──────── Source data

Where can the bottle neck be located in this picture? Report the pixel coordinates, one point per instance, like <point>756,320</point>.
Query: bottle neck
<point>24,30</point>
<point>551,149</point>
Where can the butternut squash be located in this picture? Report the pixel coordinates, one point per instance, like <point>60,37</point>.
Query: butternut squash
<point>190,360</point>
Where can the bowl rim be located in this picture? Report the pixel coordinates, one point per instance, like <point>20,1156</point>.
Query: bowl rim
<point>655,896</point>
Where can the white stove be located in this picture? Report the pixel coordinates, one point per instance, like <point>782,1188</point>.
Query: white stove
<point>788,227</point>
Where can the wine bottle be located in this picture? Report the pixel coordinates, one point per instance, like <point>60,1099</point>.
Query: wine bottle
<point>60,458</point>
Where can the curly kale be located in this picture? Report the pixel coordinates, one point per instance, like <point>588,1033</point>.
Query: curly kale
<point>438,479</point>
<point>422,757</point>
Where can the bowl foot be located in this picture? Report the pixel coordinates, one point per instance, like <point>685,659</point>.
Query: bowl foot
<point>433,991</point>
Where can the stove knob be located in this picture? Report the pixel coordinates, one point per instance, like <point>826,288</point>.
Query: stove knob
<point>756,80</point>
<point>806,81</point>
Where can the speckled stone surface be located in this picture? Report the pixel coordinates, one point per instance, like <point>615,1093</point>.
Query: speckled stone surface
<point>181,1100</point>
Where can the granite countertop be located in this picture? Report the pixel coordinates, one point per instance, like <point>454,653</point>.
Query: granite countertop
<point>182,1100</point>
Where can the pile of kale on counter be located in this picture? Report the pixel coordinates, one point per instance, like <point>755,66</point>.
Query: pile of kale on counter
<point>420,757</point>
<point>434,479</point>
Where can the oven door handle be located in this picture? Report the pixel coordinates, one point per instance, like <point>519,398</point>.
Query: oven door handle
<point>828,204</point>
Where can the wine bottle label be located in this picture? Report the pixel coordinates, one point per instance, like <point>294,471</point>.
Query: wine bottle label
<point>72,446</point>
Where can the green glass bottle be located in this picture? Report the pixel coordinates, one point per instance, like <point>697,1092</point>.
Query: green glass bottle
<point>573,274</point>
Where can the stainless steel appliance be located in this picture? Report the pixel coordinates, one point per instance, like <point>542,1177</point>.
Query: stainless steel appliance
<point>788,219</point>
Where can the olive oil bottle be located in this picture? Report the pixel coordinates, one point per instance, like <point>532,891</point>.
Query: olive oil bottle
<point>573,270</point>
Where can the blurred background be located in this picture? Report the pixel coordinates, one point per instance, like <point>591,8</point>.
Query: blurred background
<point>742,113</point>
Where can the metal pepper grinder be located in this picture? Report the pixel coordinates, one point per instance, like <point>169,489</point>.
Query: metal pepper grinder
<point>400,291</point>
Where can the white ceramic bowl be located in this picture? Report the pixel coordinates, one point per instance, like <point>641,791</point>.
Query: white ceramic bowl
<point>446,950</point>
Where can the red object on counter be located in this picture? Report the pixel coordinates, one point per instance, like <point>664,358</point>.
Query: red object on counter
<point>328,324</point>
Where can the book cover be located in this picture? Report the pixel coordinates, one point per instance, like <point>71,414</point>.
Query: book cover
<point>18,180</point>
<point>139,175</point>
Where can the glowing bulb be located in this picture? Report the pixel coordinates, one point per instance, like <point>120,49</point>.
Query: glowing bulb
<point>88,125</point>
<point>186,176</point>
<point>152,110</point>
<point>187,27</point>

────────────────

Goal of the exercise.
Starting at the line that contains "Where can the stainless", output each remaining line of the listing, the last line included, exactly as it appears.

The output.
Where can the stainless steel appliance be located in this picture? Report the pixel coordinates, one point per instance, like <point>542,1177</point>.
Query: stainless steel appliance
<point>788,219</point>
Where can the olive oil bottle be located in this picture? Report the pixel coordinates, one point per instance, like <point>532,891</point>.
Query: olive oil bottle
<point>573,270</point>
Where can the blurred background be located in this picture? Report the pixel coordinates, one point per instance, like <point>591,8</point>.
Query: blurred background
<point>742,113</point>
Where can the metal pepper grinder be located in this picture? Report the pixel coordinates, one point per instance, like <point>169,489</point>.
Query: metal pepper grinder
<point>400,291</point>
Where can the white ceramic bowl be located in this picture? Report the pixel coordinates, one point per instance, like <point>641,791</point>.
Query: white ceramic bowl
<point>446,950</point>
Where can the red object on counter be located in this picture? Report the pixel coordinates, one point per instance, like <point>664,358</point>.
Query: red object on counter
<point>328,324</point>
Where can the book cover be located in this picture? Report the pixel coordinates, one point per instance, like <point>71,414</point>.
Query: book cover
<point>18,180</point>
<point>139,175</point>
Where can the glowing bulb be located in this picture? Report the pixel coordinates, one point per instance, like <point>120,49</point>.
Query: glowing bulb
<point>88,125</point>
<point>186,176</point>
<point>152,110</point>
<point>187,27</point>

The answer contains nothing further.